6.4 Other limitations and further research

The current model does not take into account the sequential relationship between adjacent input instances, apart from the neighbourhood information provided by the signature features. However, such temporal relationship may provide additional useful information for event detection (e.g. a first occurrence of an asynchrony event may increase the likelihood of observing a repeat event soon after). Indeed, sequence-to-sequence and continuous time models are commonly studied in similar problems such as ECG or EEG event classification. It is worth investigating whether a sequence-based model would provide sufficient benefits compared to the current segment-based model. Also worth noting is that the path signature features we used in the current model naturally provides ways to tokenise high-frequency sequences into lower-frequency states, which can prove beneficial for both Seq2seq and continuous-time models.

Another limitation of the current model is that there is only one latent distribution, which is shared across all PSGs. Because all patients’ data have to be generated from the same model, some patients will end up with systematically lower \({\mathcal {P}}(X)\) values than others. This leads to somewhat imbalanced anomaly detection sensitivities across patients. In reality, what we really want to know is instead \({\mathcal {P}}(X|patient)\), or the normality of an observation with respect to data from that patient. For obvious reasons we may not want to build models that must be trained on and applies to one patient only; therefore, a possible solution is to make the latent distribution multi-modal per class, e.g. use multiple mixture components per event class to represent different types of patients.

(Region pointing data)
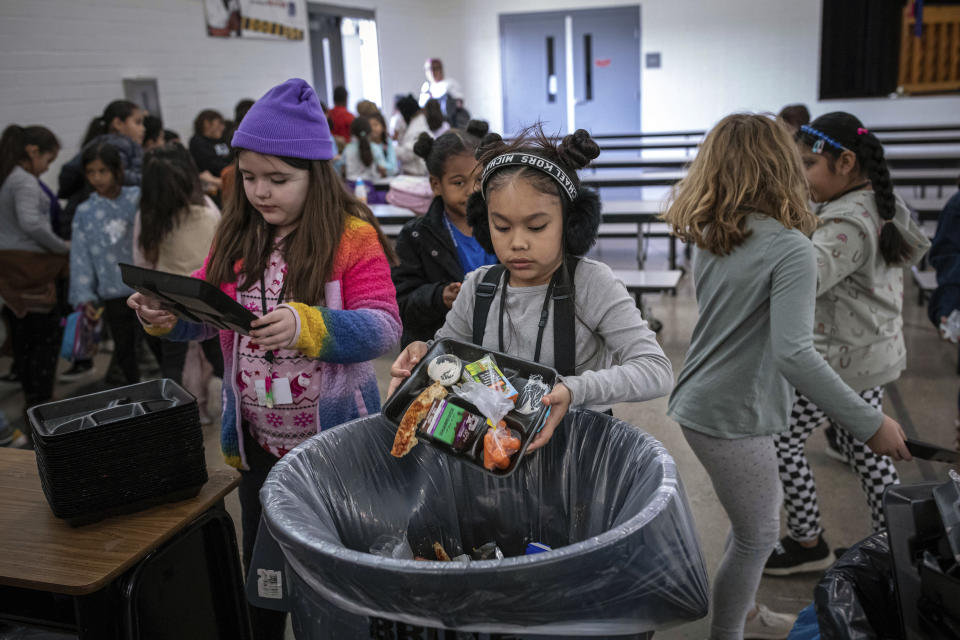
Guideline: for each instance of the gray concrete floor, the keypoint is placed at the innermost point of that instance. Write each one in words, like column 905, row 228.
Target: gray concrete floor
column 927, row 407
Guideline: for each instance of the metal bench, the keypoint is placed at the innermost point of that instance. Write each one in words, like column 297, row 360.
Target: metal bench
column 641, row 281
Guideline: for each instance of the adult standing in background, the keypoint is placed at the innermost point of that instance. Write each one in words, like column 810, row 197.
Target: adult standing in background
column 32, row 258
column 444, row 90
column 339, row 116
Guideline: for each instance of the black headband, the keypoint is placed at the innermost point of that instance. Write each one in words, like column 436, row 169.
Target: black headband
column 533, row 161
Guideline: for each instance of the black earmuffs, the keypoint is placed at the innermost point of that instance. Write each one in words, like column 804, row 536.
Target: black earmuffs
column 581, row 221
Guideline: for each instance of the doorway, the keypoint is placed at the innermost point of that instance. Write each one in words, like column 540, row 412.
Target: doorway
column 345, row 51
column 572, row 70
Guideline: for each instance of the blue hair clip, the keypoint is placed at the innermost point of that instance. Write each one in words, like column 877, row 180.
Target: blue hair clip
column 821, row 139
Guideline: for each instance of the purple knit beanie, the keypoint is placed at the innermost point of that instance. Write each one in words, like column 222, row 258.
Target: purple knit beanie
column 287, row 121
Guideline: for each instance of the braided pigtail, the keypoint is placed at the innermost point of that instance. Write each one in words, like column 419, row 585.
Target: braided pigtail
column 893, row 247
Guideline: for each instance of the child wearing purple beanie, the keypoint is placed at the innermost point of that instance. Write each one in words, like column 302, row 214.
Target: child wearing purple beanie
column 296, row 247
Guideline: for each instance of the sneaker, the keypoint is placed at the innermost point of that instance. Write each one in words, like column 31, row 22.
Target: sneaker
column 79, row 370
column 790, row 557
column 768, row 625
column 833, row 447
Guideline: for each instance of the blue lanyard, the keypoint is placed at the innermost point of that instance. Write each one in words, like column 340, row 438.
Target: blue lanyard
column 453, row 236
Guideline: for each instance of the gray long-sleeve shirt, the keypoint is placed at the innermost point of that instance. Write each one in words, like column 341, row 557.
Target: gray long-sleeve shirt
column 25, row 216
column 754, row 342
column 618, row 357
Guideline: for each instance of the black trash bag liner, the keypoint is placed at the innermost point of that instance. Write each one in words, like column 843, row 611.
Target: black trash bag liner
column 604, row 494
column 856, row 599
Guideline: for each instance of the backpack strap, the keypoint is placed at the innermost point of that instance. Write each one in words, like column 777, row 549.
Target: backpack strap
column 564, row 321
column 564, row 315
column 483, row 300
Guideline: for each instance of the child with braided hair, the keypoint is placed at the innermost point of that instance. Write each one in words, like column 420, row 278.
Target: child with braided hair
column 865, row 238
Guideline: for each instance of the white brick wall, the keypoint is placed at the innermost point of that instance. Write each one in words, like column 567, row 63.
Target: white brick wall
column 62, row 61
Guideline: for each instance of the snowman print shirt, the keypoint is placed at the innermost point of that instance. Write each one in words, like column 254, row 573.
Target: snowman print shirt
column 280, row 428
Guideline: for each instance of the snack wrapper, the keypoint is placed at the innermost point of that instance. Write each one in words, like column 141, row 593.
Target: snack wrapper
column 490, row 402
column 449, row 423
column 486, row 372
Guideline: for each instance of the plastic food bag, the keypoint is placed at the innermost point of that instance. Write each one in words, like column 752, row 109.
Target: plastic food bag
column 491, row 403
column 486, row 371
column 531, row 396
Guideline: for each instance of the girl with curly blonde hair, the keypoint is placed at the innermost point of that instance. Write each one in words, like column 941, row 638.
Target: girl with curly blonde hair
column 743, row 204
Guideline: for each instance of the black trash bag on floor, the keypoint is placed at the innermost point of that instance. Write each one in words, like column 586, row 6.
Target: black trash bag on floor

> _Task details_
Please state the possible solution that the passage on model limitations proposes for having only one latent distribution shared across all PSGs.

> _Written response_
Make the latent distribution multi-modal per class, for example by using multiple mixture components per event class to represent different types of patients.